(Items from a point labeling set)
>> start
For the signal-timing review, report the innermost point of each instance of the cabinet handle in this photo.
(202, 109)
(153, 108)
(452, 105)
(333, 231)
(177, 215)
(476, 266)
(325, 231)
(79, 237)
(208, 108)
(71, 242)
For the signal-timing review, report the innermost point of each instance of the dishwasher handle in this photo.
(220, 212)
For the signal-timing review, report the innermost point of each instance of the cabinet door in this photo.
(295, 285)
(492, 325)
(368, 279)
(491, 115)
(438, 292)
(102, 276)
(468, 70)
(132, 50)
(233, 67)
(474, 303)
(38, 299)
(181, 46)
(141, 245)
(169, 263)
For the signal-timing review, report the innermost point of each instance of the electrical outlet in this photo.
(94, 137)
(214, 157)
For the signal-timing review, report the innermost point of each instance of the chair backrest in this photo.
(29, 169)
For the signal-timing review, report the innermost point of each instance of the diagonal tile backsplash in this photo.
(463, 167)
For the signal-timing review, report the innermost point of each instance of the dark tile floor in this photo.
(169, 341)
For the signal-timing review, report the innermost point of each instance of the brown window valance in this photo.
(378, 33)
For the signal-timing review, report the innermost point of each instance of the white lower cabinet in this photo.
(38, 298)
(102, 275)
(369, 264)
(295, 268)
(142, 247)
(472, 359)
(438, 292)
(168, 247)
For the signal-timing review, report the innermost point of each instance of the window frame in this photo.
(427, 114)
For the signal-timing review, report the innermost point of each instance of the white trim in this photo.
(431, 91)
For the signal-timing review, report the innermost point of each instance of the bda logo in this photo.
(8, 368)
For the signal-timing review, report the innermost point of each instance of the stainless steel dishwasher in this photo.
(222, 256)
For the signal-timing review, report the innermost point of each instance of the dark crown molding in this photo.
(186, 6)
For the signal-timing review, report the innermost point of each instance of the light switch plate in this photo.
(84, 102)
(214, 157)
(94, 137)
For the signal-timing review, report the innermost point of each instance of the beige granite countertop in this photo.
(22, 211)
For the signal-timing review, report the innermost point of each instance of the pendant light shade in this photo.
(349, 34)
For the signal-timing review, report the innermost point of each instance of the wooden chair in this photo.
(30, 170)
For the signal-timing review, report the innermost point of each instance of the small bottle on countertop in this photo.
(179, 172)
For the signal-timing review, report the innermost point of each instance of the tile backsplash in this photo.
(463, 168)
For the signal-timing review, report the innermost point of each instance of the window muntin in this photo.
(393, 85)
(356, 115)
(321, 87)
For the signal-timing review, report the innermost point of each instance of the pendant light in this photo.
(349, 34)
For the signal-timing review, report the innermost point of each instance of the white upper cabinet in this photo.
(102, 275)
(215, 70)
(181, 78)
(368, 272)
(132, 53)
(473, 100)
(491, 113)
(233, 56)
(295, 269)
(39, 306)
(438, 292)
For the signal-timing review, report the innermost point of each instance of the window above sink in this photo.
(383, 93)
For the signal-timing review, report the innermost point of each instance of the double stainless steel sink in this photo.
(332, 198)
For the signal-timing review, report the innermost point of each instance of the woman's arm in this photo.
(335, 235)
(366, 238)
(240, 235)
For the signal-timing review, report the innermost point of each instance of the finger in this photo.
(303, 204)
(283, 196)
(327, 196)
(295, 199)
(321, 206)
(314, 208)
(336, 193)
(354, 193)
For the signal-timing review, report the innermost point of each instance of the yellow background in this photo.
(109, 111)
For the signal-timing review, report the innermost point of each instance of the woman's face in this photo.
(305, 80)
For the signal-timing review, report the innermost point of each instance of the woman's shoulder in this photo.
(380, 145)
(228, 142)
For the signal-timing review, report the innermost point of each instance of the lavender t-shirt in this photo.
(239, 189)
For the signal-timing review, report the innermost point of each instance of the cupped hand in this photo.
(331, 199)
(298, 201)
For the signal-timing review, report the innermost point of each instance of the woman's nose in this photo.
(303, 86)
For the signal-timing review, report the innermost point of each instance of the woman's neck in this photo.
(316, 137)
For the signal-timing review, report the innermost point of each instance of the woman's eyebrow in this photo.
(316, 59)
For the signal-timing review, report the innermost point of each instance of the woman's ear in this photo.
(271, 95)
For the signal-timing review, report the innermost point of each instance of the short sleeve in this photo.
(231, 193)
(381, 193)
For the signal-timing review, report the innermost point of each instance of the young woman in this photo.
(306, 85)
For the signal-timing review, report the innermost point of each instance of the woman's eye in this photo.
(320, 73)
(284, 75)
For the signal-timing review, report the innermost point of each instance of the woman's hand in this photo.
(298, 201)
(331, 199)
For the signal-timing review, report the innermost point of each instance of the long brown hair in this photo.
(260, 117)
>> end
>> start
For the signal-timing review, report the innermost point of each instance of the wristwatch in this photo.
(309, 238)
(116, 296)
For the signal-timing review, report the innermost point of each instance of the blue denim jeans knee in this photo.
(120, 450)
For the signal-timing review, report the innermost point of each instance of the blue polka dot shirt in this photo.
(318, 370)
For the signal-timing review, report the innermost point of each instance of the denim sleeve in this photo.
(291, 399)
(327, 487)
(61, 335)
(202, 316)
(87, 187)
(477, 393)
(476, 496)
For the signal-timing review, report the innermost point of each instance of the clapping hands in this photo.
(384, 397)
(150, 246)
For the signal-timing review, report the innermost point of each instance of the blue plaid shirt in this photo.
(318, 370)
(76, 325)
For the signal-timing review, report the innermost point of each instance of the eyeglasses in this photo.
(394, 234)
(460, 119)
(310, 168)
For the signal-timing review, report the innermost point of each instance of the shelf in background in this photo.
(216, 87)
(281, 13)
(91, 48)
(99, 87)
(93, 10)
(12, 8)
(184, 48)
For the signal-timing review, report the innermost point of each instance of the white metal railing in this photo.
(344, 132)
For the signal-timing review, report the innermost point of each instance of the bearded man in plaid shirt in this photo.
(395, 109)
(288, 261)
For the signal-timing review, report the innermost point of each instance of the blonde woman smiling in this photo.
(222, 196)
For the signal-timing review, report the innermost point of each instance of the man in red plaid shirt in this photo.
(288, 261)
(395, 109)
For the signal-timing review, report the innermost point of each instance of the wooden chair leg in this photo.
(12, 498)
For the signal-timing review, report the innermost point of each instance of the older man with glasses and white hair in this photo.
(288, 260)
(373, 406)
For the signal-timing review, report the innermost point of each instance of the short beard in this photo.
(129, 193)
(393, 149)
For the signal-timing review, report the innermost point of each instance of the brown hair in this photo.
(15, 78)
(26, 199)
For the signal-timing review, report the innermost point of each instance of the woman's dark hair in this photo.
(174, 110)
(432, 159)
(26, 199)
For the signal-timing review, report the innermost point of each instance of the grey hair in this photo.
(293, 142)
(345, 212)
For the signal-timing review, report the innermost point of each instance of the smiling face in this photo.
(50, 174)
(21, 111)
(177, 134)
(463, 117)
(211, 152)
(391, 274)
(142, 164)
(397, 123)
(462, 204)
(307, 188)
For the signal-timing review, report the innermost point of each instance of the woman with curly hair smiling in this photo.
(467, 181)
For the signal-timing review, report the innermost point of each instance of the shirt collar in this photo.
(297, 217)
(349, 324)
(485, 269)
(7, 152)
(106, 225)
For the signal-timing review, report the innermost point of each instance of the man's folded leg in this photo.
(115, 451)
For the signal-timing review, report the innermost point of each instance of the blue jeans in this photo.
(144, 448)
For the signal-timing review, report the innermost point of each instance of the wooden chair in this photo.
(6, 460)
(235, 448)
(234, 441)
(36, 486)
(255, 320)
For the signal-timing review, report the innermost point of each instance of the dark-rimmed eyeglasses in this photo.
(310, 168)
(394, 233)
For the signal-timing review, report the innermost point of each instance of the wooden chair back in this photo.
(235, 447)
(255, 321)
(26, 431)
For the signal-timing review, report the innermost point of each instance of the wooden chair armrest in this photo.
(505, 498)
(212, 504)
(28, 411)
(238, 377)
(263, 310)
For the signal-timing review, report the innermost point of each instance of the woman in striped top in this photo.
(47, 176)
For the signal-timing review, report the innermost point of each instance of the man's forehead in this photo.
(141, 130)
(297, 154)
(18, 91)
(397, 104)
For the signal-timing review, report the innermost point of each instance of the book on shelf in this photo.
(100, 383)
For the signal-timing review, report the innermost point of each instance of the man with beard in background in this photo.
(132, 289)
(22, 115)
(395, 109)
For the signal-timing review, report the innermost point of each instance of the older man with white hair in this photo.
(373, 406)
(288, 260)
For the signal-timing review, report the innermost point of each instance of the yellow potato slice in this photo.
>> end
> _The request_
Select every line in the items above that contains the string "shelf", and copy each one out. Case counts.

> _Solution to the exercise_
For the signal-timing review, report the innermost point of each instance of the shelf in background in this photo.
For the signal-timing review, report the innermost point of each instance of the book on shelf in this photo.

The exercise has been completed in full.